• [Textausschnitt]:
Auch die Inselbewohner sind von den Plänen der Regierung – es kursieren Gerüchte über ein neu zu errichtendes Zeltlager auf Lampedusa – nicht überzeugt, es gab Proteste und Kundgebungen. Wir haben vor Ort Stimmen gesammelt – von besorgten Inselbewohnern bis hin zu den Menschen, für die Lampedusa das Ziel einer langen und gefährlichen Reise war.
„Es geht darum, sicherzustellen, dass die Menschen, die hier ankommen, so bald wie möglich ihre Weiterreise in Richtung Festland antreten können“
Francesca Basile, Verantwortliche für das Einsatzfeld Migration beim Italienischen Roten Kreuz (40)

• [Datenauszug]:
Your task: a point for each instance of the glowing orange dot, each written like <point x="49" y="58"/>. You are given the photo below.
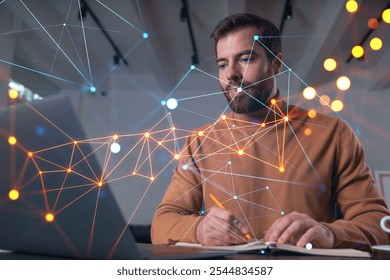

• [Arbeitsanweisungen]:
1. Geben Sie aus dem Textausschnitt über Lampedusa die Passage von „Auch die Inselbewohner“ bis einschließlich „Roten Kreuz (40)“ wortgetreu wieder.
2. Beantworten Sie anhand des Textausschnitts über Lampedusa folgende Fragen:
(a) Worüber kursieren Gerüchte?
(b) Welche Funktion hat Francesca Basile?
(c) In welche Richtung sollen die Ankommenden möglichst bald weiterreisen können?

• [Erwartete Ergebnisse]:
1.
Auch die Inselbewohner sind von den Plänen der Regierung – es kursieren Gerüchte über ein neu zu errichtendes Zeltlager auf Lampedusa – nicht überzeugt, es gab Proteste und Kundgebungen. Wir haben vor Ort Stimmen gesammelt – von besorgten Inselbewohnern bis hin zu den Menschen, für die Lampedusa das Ziel einer langen und gefährlichen Reise war.
„Es geht darum, sicherzustellen, dass die Menschen, die hier ankommen, so bald wie möglich ihre Weiterreise in Richtung Festland antreten können“
Francesca Basile, Verantwortliche für das Einsatzfeld Migration beim Italienischen Roten Kreuz (40)

2.
(a) Über ein neu zu errichtendes Zeltlager auf Lampedusa.
(b) Sie ist Verantwortliche für das Einsatzfeld Migration beim Italienischen Roten Kreuz.
(c) In Richtung Festland.